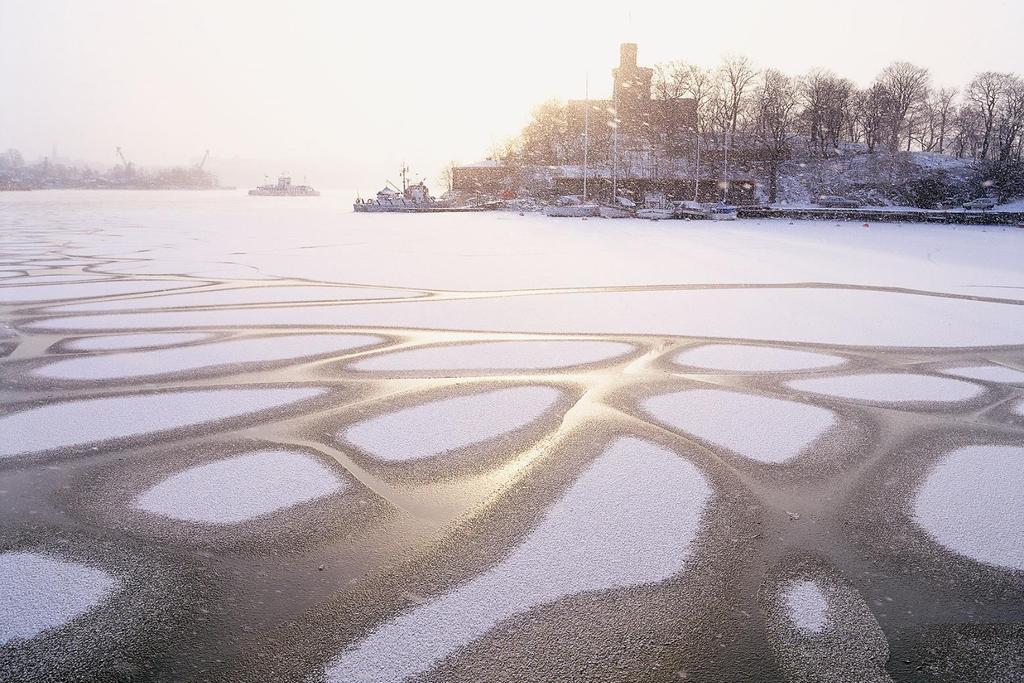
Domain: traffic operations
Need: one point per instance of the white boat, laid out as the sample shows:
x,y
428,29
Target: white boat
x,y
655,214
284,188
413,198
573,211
___
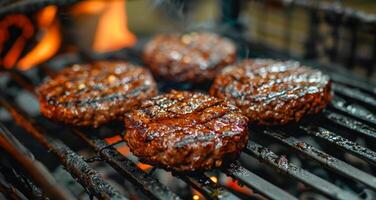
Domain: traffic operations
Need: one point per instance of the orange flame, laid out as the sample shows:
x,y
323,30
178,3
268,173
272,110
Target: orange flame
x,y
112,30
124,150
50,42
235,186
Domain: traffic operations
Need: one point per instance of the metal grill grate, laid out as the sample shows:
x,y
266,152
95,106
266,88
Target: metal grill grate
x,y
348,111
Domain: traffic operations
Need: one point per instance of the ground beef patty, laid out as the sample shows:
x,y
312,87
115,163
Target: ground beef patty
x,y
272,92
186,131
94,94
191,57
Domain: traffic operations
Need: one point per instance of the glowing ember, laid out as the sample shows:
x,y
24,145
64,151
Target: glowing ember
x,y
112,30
___
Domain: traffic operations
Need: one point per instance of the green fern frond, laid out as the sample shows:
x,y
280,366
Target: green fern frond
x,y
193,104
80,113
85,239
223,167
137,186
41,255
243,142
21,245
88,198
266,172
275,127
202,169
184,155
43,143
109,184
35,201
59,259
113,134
___
* Goal of the exercise
Pull every line containing "laid" out of the data above.

* Answer to the problem
Need: one point per instance of the white boat, laid out as the sample shows:
Need: one point per instance of the orange flame, laid out as the sample shows:
Need: one point per instance of the metal grill grate, laid out as the sample shows:
Need: one point per instance of the ground beef patty, laid out as the sample shows:
Need: one point per instance of the glowing ember, laid out as the sample shows:
Need: one point per instance of the green fern frond, laid out as the sample shows:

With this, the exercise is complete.